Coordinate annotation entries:
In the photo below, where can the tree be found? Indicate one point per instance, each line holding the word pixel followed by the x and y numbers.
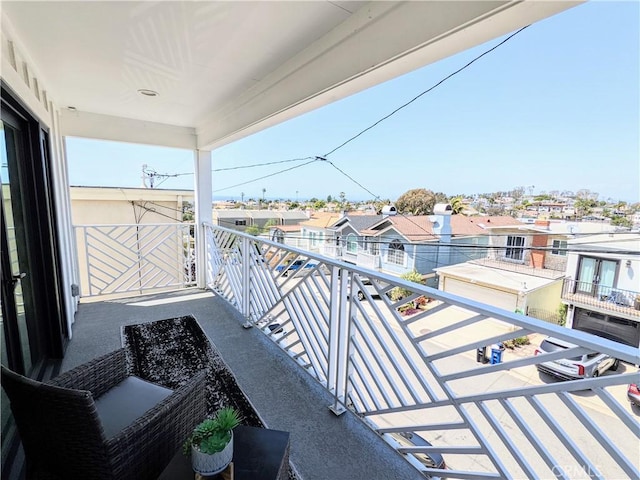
pixel 418 201
pixel 583 206
pixel 456 205
pixel 253 230
pixel 620 221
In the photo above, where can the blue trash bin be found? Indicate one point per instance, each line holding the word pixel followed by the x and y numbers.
pixel 496 353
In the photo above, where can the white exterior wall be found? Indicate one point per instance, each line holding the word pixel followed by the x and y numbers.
pixel 21 75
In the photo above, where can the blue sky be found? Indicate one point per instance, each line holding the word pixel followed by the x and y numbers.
pixel 557 107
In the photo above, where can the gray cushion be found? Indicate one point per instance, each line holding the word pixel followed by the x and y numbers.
pixel 126 402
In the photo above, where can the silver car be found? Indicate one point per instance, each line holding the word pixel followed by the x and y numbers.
pixel 583 366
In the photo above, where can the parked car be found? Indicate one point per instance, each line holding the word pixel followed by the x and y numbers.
pixel 430 460
pixel 369 288
pixel 633 394
pixel 294 266
pixel 583 366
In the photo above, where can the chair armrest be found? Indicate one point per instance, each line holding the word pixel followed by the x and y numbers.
pixel 97 376
pixel 145 448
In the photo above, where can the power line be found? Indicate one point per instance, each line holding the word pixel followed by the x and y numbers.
pixel 261 164
pixel 315 159
pixel 427 91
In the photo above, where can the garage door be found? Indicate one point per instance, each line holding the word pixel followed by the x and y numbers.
pixel 614 328
pixel 490 296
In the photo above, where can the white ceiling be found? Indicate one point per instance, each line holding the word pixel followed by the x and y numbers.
pixel 227 69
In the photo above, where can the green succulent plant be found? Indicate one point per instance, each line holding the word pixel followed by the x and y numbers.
pixel 213 434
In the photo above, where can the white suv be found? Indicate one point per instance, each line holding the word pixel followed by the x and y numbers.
pixel 582 366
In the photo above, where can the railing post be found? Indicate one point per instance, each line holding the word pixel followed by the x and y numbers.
pixel 246 280
pixel 203 189
pixel 339 343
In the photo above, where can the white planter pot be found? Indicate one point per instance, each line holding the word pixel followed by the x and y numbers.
pixel 211 464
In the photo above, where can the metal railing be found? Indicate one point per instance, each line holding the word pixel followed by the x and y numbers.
pixel 412 365
pixel 117 259
pixel 602 297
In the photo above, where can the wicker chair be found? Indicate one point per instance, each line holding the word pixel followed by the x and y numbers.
pixel 98 422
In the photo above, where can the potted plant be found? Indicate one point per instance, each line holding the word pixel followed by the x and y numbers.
pixel 210 445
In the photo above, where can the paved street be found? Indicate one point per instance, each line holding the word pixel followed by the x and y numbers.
pixel 625 437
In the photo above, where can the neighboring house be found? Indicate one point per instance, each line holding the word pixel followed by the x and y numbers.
pixel 315 230
pixel 523 270
pixel 114 226
pixel 602 288
pixel 290 235
pixel 425 242
pixel 531 295
pixel 345 240
pixel 240 219
pixel 115 205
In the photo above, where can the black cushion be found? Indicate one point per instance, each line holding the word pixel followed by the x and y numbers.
pixel 126 402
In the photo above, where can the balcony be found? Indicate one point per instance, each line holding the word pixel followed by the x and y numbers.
pixel 593 296
pixel 381 371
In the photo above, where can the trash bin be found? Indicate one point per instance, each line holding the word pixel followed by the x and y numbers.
pixel 481 355
pixel 496 353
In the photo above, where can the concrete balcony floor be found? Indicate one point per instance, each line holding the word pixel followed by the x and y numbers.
pixel 323 446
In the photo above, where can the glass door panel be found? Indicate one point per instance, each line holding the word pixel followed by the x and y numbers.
pixel 12 274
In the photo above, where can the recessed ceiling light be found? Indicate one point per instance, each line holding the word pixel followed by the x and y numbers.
pixel 148 93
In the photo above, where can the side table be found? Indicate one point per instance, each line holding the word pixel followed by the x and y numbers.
pixel 258 454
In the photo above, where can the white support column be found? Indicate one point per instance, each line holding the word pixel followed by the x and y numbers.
pixel 203 192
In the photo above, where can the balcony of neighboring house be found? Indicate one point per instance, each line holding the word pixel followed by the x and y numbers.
pixel 602 298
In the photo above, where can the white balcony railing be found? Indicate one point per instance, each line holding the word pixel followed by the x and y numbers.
pixel 120 259
pixel 417 371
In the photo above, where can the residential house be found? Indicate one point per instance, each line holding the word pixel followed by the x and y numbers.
pixel 150 73
pixel 154 212
pixel 521 292
pixel 426 242
pixel 314 231
pixel 111 205
pixel 522 270
pixel 602 286
pixel 240 219
pixel 344 239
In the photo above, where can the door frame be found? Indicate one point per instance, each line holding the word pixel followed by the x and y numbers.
pixel 44 306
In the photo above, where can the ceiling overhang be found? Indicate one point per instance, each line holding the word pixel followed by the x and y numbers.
pixel 225 70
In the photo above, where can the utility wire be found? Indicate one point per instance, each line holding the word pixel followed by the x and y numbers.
pixel 315 159
pixel 261 164
pixel 363 131
pixel 427 91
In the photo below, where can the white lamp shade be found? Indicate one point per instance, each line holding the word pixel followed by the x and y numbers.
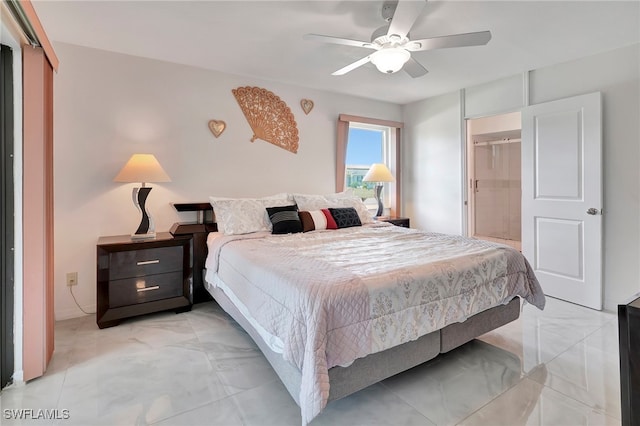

Written exercise: Edit the data from the line with "In the photo above, where can the railing" up to and including the line with "pixel 98 422": swap "wicker chair" for "rattan chair" and leave everything else as it is.

Exercise result:
In the photo above, where can the railing post be found? Indicate one point per instance, each line holding the word pixel followed by the x and y numbers.
pixel 246 280
pixel 203 189
pixel 339 343
In the photo above, where can the white planter pot be found? Indicate one point per instance, each line holding the word pixel followed by the x and y numbers.
pixel 211 464
In the photo above, where can the metal railing be found? Indicate one point per instance, each line holding the word pixel followed by the x and y numbers.
pixel 412 365
pixel 117 259
pixel 602 297
In the photo above, where can the rattan chair be found? Indicate one point per instance, each line holding the word pixel followed by the x and y numbers.
pixel 98 422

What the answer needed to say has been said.